■ Work item
Copy all of the entries that follow, exactly.

■ Data extract
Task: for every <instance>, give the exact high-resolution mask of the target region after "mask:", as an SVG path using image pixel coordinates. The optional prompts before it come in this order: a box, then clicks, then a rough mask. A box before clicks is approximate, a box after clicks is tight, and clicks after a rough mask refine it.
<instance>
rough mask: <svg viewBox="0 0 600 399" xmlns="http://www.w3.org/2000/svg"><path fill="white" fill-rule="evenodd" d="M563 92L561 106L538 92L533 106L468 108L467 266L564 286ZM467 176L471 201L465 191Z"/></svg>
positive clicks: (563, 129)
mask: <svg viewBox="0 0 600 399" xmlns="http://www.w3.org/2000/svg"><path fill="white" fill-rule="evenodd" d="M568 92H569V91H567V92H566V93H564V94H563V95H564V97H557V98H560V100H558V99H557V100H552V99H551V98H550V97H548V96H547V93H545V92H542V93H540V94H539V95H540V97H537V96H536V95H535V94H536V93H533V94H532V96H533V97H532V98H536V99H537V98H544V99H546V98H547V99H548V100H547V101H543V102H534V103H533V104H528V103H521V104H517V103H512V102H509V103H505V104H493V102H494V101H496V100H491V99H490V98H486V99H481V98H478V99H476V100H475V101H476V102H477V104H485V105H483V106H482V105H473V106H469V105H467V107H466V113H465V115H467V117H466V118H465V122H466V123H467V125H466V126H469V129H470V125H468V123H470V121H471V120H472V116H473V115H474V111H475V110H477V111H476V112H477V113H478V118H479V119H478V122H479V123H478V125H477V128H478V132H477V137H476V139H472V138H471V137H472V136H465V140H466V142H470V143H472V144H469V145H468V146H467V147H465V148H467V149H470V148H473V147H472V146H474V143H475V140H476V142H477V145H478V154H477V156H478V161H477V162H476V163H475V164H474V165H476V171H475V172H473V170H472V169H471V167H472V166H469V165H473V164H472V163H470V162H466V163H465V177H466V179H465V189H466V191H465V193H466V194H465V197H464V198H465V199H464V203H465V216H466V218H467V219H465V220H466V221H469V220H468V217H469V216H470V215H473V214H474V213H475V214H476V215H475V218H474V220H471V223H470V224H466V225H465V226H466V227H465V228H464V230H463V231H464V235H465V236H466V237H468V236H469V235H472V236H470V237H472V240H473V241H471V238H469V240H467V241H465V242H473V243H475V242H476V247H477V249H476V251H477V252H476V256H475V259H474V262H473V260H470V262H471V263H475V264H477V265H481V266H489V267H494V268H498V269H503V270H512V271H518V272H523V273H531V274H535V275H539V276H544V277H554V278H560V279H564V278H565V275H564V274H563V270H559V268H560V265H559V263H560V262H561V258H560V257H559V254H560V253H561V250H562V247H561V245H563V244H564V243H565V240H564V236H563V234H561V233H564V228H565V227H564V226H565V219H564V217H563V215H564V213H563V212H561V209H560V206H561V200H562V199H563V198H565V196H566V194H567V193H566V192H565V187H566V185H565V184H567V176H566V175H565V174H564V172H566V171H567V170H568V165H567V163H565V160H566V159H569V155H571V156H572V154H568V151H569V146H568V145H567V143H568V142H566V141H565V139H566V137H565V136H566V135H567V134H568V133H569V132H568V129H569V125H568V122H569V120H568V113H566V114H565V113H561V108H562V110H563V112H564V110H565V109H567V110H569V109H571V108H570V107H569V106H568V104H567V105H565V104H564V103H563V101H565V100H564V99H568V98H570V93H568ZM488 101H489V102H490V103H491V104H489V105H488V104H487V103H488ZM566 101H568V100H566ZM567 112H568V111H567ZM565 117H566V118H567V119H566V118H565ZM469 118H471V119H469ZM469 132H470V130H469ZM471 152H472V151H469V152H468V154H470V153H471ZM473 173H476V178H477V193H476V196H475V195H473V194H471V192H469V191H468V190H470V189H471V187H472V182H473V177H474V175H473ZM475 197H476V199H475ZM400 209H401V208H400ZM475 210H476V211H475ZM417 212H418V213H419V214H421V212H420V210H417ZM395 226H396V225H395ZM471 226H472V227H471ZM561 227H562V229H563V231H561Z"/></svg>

■ Solved exercise
Task: for every <instance>, give the exact high-resolution mask of the target region after "mask:", as an SVG path using image pixel coordinates. The optional prompts before it come in this order: a box, then clicks, then a rough mask. A box before clicks is approximate, a box after clicks is tight, and clicks after a rough mask refine it.
<instance>
rough mask: <svg viewBox="0 0 600 399" xmlns="http://www.w3.org/2000/svg"><path fill="white" fill-rule="evenodd" d="M563 92L561 106L538 92L533 106L468 108L467 266L564 286ZM467 176L471 201L465 191Z"/></svg>
positive clicks: (563, 129)
mask: <svg viewBox="0 0 600 399" xmlns="http://www.w3.org/2000/svg"><path fill="white" fill-rule="evenodd" d="M568 92H569V91H567V92H566V93H564V94H563V95H564V97H557V98H560V100H558V99H557V100H552V99H551V98H550V97H548V96H547V93H545V92H542V93H540V94H539V95H540V97H537V96H536V95H535V94H536V93H533V94H532V96H533V97H532V98H536V99H537V98H544V99H546V98H547V99H548V100H547V101H543V102H534V103H533V104H528V103H521V104H517V103H512V102H509V103H505V104H493V102H494V101H496V100H491V99H490V98H486V99H481V98H478V99H476V100H475V101H476V102H477V104H485V105H483V106H482V105H473V106H469V105H467V107H466V113H465V115H467V117H466V118H465V122H466V123H467V125H466V126H469V129H470V125H468V123H470V121H471V120H472V116H473V115H474V111H475V110H477V111H476V112H477V113H478V118H479V119H478V122H479V123H478V125H477V128H478V132H477V137H476V139H472V138H471V137H472V136H465V140H466V142H470V143H472V144H469V145H468V146H467V147H465V148H467V149H470V148H473V147H472V146H474V143H475V140H476V142H477V145H478V154H477V156H478V161H477V162H476V163H475V164H474V165H476V171H475V172H473V170H472V169H471V167H472V166H469V165H473V164H472V163H470V162H466V163H465V177H466V179H465V189H466V191H465V193H466V194H465V197H464V198H465V199H464V203H465V216H466V218H467V219H465V220H466V221H469V220H468V217H469V216H470V215H473V214H474V213H475V214H476V215H475V218H474V220H471V223H470V224H466V225H465V226H466V227H465V228H464V230H463V231H464V235H465V236H466V237H468V236H469V235H472V236H470V237H472V240H473V241H471V238H469V240H467V241H465V242H473V243H475V242H476V247H477V249H476V251H477V252H476V256H475V259H474V262H473V260H470V262H471V263H475V264H477V265H481V266H489V267H494V268H498V269H503V270H512V271H518V272H523V273H531V274H535V275H539V276H544V277H554V278H560V279H564V278H565V275H564V274H563V270H559V268H560V265H559V263H560V262H561V258H560V257H559V254H560V253H561V250H562V247H561V245H563V244H564V243H565V240H564V236H563V234H561V233H564V228H565V227H564V226H565V219H564V217H563V215H564V213H563V212H561V209H560V206H561V200H562V199H563V198H565V196H566V194H567V193H566V192H565V187H566V185H565V184H567V176H566V175H565V174H564V172H566V171H567V170H568V165H567V163H565V160H566V159H569V155H571V156H572V154H568V151H569V146H568V145H567V143H568V142H566V141H565V139H566V137H565V136H566V135H567V134H568V133H569V132H568V129H569V125H568V122H569V120H568V113H566V114H565V113H561V108H562V110H563V112H564V110H565V109H567V110H569V109H571V108H570V107H569V106H568V104H567V105H565V104H564V103H563V101H565V100H564V99H568V98H570V93H568ZM488 101H489V102H490V103H491V104H489V105H488V104H487V103H488ZM566 101H568V100H566ZM567 112H568V111H567ZM565 117H566V118H567V119H566V118H565ZM469 118H471V119H469ZM469 132H470V130H469ZM471 152H472V151H469V152H468V154H470V153H471ZM473 173H476V178H477V193H476V196H475V195H473V194H471V192H469V191H468V190H470V189H471V187H472V182H473V177H474V175H473ZM475 197H476V199H475ZM400 209H401V208H400ZM475 210H476V211H475ZM417 212H418V213H419V214H421V212H420V210H417ZM395 226H396V225H395ZM471 226H472V227H471ZM561 227H562V229H563V231H561Z"/></svg>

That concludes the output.